### WRITTEN TASK
Pick out each line of the entries below that contains the word "lavender", and copy those lines.

Stored items
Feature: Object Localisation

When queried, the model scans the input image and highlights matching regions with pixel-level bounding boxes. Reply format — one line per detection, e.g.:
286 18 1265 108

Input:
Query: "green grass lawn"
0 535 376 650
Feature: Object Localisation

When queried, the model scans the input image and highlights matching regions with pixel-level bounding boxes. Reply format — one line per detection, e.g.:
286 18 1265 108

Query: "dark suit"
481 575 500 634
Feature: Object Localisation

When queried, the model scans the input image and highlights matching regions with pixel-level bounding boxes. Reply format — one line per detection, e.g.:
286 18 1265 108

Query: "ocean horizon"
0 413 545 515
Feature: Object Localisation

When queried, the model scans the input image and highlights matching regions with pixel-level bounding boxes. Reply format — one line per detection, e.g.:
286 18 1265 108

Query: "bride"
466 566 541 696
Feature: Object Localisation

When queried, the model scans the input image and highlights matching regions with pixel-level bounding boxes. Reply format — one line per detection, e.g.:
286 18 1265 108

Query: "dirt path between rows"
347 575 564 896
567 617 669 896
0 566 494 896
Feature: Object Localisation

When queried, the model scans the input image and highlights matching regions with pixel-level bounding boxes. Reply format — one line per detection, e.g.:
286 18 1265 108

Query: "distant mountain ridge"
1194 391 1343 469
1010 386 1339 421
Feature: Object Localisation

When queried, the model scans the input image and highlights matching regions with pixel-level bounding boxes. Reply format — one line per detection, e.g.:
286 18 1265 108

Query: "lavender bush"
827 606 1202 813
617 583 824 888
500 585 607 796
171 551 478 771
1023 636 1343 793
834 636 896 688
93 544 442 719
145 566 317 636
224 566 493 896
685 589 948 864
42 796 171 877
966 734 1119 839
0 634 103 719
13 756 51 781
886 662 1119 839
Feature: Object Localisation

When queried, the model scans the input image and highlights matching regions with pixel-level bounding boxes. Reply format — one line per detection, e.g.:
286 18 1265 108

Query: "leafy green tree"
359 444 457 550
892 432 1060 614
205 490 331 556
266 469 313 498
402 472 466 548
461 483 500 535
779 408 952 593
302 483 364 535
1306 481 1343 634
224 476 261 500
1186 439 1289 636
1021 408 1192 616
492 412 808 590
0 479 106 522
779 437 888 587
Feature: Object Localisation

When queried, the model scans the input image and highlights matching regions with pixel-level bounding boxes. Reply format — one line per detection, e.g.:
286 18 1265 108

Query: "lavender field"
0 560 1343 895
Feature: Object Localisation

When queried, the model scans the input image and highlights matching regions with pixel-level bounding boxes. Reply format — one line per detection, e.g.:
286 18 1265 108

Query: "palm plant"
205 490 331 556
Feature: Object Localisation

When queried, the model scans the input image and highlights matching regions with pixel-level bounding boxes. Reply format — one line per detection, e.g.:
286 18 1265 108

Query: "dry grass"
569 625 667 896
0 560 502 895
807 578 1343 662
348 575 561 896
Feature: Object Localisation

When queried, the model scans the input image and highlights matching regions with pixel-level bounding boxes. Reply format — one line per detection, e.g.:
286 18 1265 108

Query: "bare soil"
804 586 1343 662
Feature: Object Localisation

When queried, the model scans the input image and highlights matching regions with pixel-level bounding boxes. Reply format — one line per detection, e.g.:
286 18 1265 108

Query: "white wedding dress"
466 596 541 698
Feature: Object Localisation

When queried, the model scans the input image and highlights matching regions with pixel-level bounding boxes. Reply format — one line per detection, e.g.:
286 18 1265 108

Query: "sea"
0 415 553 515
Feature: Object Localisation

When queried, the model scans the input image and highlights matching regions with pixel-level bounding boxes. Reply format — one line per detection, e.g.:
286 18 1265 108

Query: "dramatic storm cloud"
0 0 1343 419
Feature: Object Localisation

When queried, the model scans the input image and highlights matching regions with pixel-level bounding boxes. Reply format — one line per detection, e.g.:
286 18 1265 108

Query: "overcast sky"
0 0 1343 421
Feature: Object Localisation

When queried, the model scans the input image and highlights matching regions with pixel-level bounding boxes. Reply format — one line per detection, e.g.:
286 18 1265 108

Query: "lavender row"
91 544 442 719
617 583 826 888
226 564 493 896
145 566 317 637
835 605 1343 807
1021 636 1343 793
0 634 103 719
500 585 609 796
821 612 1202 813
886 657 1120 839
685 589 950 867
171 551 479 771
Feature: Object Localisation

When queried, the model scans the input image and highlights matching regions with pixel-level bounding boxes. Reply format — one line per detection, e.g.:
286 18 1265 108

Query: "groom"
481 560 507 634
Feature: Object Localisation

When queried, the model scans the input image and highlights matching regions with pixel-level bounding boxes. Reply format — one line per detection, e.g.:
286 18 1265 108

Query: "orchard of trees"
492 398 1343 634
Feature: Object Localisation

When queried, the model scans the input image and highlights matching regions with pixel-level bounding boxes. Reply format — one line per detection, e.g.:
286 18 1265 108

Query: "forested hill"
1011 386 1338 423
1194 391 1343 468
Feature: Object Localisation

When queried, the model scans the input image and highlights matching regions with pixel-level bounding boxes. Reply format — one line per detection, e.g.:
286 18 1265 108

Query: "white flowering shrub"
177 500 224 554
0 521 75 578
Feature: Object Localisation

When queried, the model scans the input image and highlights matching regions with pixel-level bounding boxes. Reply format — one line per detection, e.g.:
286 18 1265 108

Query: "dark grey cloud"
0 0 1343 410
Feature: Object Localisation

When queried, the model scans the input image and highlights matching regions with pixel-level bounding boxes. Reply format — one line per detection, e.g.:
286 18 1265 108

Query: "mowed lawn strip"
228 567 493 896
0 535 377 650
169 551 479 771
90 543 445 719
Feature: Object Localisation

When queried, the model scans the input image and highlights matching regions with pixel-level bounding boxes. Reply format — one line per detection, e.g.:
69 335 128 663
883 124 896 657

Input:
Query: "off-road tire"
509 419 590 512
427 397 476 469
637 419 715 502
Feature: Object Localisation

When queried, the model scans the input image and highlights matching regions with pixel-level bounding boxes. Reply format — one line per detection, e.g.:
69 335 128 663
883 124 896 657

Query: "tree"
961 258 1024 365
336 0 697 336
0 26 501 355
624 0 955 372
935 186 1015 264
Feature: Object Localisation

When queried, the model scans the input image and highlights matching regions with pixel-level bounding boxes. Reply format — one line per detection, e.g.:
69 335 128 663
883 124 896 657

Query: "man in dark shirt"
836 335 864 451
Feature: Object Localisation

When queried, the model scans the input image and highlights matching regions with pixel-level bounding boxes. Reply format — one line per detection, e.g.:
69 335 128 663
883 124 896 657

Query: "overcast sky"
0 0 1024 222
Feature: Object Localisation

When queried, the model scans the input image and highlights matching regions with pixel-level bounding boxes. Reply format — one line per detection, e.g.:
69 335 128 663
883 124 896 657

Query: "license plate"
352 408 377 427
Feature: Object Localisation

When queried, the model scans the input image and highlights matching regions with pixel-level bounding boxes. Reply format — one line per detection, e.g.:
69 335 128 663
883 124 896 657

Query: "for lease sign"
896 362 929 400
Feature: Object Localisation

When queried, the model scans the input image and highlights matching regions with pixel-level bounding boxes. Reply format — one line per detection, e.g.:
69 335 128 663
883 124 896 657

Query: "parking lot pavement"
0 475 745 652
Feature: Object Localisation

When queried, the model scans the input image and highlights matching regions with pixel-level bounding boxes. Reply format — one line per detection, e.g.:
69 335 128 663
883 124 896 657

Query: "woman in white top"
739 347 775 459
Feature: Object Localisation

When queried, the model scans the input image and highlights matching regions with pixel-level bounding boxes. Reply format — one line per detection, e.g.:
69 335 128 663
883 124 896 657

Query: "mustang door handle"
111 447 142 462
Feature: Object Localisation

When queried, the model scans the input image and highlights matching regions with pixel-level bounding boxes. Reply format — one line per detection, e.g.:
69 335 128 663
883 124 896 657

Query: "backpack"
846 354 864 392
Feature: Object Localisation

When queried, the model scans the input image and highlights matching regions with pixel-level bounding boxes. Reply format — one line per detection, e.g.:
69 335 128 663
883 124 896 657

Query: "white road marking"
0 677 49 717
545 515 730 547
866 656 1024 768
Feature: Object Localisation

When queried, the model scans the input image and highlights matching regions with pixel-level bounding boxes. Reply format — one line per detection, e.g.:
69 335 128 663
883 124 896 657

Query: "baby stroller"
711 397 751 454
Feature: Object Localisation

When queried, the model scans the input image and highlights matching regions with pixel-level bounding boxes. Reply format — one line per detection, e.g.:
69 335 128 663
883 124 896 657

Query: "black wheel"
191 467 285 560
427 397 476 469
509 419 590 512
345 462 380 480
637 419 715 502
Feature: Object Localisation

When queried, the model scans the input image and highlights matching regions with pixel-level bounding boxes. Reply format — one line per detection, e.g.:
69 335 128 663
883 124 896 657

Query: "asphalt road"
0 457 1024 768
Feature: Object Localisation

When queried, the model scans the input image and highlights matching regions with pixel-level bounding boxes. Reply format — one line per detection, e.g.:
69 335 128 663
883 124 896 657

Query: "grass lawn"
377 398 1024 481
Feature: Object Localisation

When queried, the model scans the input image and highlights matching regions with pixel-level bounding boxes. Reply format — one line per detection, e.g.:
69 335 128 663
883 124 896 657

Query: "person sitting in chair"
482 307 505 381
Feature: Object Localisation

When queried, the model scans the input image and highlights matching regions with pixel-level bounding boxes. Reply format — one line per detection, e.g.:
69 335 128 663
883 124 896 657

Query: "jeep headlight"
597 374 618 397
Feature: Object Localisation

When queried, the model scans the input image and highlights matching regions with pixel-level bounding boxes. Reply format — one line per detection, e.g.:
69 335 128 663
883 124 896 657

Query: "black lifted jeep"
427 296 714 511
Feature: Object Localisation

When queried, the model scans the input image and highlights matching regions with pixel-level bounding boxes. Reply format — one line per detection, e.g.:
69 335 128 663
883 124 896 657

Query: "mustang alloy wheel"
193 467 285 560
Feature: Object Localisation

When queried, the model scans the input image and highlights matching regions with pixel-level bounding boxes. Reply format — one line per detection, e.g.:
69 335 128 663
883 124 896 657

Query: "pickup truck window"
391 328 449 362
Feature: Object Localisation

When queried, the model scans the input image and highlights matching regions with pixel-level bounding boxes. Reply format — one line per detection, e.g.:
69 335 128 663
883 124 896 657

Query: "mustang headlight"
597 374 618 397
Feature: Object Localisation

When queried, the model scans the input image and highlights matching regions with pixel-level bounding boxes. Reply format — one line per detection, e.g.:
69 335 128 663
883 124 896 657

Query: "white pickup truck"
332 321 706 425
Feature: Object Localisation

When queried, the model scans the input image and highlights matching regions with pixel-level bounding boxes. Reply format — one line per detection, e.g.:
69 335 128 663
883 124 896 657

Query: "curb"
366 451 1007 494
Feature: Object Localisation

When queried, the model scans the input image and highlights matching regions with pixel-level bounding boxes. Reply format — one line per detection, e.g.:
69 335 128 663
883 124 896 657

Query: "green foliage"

### WRITTEN SOLUTION
Query: "lavender bush"
Query: "lavender field"
Query: "lavender row"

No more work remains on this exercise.